# Your objective
Write out the listing below again, precisely as it is given.

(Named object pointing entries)
- - -

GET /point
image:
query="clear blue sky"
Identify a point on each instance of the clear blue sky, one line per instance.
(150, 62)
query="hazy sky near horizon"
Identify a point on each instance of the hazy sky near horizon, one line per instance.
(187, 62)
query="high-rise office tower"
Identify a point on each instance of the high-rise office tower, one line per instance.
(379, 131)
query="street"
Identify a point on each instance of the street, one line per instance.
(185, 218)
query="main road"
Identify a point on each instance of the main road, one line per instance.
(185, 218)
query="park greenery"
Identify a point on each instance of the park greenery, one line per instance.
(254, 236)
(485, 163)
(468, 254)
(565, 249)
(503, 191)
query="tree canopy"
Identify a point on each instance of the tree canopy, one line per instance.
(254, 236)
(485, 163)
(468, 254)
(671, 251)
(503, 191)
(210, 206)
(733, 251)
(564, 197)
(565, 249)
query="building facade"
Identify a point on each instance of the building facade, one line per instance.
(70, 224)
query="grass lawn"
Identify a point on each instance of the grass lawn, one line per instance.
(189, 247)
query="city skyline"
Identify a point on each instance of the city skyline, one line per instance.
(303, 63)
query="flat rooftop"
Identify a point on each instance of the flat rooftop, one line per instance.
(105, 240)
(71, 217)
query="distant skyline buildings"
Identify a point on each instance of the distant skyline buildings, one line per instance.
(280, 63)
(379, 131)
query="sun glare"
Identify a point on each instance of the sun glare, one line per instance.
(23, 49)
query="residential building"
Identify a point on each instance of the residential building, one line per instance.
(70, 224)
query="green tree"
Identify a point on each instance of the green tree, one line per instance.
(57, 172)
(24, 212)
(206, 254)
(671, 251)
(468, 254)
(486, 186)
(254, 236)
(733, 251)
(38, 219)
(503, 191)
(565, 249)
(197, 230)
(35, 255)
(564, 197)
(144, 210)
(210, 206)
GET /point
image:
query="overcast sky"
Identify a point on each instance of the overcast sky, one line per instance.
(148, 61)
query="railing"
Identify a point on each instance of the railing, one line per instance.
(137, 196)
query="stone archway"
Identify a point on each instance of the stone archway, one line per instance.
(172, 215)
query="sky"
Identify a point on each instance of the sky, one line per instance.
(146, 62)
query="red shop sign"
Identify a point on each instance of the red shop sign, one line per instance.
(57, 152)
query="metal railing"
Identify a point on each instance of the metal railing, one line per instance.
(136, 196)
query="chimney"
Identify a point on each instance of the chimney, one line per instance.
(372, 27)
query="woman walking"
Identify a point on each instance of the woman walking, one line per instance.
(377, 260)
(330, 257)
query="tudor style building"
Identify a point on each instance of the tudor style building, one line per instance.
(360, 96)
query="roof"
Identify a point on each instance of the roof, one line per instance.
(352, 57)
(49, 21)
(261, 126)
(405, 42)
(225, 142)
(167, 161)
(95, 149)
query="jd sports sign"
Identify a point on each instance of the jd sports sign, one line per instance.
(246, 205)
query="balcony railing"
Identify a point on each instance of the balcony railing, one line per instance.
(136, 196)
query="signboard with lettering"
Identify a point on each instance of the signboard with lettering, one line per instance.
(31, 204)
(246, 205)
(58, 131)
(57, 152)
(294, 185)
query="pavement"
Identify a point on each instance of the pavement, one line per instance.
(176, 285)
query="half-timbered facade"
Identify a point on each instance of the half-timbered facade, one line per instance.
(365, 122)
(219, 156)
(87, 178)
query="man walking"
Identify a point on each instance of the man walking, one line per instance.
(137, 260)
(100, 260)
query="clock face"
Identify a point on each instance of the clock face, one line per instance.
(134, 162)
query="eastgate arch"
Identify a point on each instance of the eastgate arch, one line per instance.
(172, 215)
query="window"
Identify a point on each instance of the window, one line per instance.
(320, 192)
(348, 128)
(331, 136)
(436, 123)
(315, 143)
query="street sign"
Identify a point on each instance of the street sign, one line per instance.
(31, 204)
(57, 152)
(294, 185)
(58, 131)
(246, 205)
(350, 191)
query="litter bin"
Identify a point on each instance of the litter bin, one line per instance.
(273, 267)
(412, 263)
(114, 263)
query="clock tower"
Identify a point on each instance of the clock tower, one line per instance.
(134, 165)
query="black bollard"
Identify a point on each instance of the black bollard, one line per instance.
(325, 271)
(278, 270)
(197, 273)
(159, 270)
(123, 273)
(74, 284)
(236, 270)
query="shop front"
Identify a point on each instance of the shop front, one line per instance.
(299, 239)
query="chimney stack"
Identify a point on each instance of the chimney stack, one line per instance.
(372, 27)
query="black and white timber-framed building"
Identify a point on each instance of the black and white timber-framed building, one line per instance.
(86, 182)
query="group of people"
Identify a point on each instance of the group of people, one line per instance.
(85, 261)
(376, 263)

- - -

# Response to this exercise
GET /point
image:
query="clear blue sky"
Identify a point on each instance of the clear blue sky, one line per instance.
(150, 62)
query="hazy sky near horizon"
Identify a point on each instance of the hazy sky near horizon, one line per instance.
(187, 62)
query="high-rise office tower"
Identify a point on each instance of the high-rise office tower, one line per instance.
(379, 131)
query="street"
Identify a point on each instance of the street, one line per instance.
(185, 218)
query="main road"
Identify a point on each instance of the main road, one line per instance.
(185, 218)
query="park greenery"
Identify a point on each instance of the park greenery, one line per instance.
(254, 236)
(485, 163)
(468, 254)
(565, 249)
(503, 191)
query="tree canopy"
Identify a point on each instance of the tree canopy, one line per instance.
(254, 236)
(485, 163)
(468, 254)
(671, 251)
(503, 191)
(210, 206)
(733, 251)
(564, 197)
(565, 249)
query="building facade"
Identify a point on each instance of the building facade, one line per instance.
(70, 224)
query="grass lawn"
Identify a point on each instance of the grass lawn, one line per instance.
(189, 247)
query="city skyline"
Identify a point on each instance of the city skyline, one line per instance.
(303, 63)
query="flat rooftop"
Identify a point on each instance of the flat rooftop, one line per instance.
(105, 240)
(71, 217)
query="distant skyline buildings"
Identify a point on each instance of the distant skyline buildings, one line per instance.
(280, 63)
(379, 131)
query="sun glare"
Identify a point on each instance of the sun glare, one line per instance.
(23, 49)
query="residential building"
Identify a point on each instance of the residential building, one line per instance.
(70, 224)
query="green tree"
Identify a point on each instance of the green tree, one line per instance.
(57, 172)
(24, 212)
(206, 254)
(671, 251)
(468, 254)
(486, 186)
(254, 236)
(733, 251)
(38, 219)
(503, 191)
(565, 249)
(197, 230)
(35, 255)
(564, 197)
(144, 210)
(210, 206)
GET /point
image:
query="overcast sky"
Identify a point on each instance of the overcast sky, one line per instance.
(148, 61)
query="railing"
Identify a point on each instance of the railing, one line per instance.
(137, 196)
query="stone archway"
Identify a point on each instance of the stone archway, one line per instance.
(172, 215)
query="sky"
Identify a point on each instance of the sky, one line per instance.
(146, 62)
query="red shop sign"
Identify a point on each instance of the red shop sign, one line per instance.
(57, 152)
query="metal railing"
Identify a point on each instance of the metal railing, one line per instance.
(136, 196)
query="chimney"
Identify a point on each instance of the chimney, one line per instance.
(372, 27)
query="woman walking"
Identify a point on each instance of the woman walking, one line per instance.
(377, 260)
(330, 257)
query="tudor style building"
Identify a point on each instance of the tudor style building, one line per instance.
(360, 96)
query="roof"
Identify a point on each instance of the roof, one line per instance.
(352, 57)
(49, 21)
(261, 126)
(405, 42)
(225, 142)
(167, 161)
(95, 149)
query="jd sports sign"
Identify a point on each instance of the jd sports sign, one line per instance.
(246, 205)
query="balcony railing"
Identify a point on each instance of the balcony railing, one line per instance.
(136, 196)
query="signboard with lettering"
Identify a point on each instance of the signboard with lettering, one line per instance.
(31, 204)
(246, 205)
(58, 131)
(57, 152)
(294, 185)
query="pavement"
Identify a point on each instance of the pavement, one line per instance.
(176, 285)
query="half-timbered facade"
Identify a point on each instance of the half-timbered facade, one line per instance.
(365, 122)
(219, 156)
(87, 178)
query="man walking"
Identify a point on each instance of the man walking, one line per instance.
(137, 260)
(100, 260)
query="clock face"
Identify a point on each instance of the clock face, one line per instance.
(134, 162)
query="eastgate arch"
Identify a point on each instance of the eastgate arch, one line per instance.
(172, 215)
query="window"
Identify a point on each instance of the window, one line per instance.
(320, 192)
(348, 128)
(331, 136)
(436, 123)
(315, 143)
query="street sign"
Identify a point on each instance of the street sign, one line per instance.
(31, 204)
(57, 152)
(294, 185)
(58, 131)
(246, 205)
(350, 191)
query="litter bin"
Identify a point on each instance of the litter bin, one line per instance.
(273, 267)
(412, 263)
(114, 263)
query="clock tower"
Identify a point on each instance of the clock tower, one line per instance.
(134, 165)
query="black bollard"
Identify a point on each instance of the black bollard, one line per instance.
(325, 271)
(278, 270)
(197, 273)
(159, 270)
(123, 273)
(74, 284)
(236, 270)
query="shop front"
Identify a point on each instance of the shop front, one line per instance.
(299, 239)
query="chimney stack"
Identify a point on each instance of the chimney stack, one line per instance.
(372, 27)
query="black and white timber-framed building"
Identify a point on each instance of the black and white timber-framed building, one line per instance.
(86, 182)
query="group of people"
Identify a point on each instance of the group of people, one line per instance.
(85, 261)
(376, 263)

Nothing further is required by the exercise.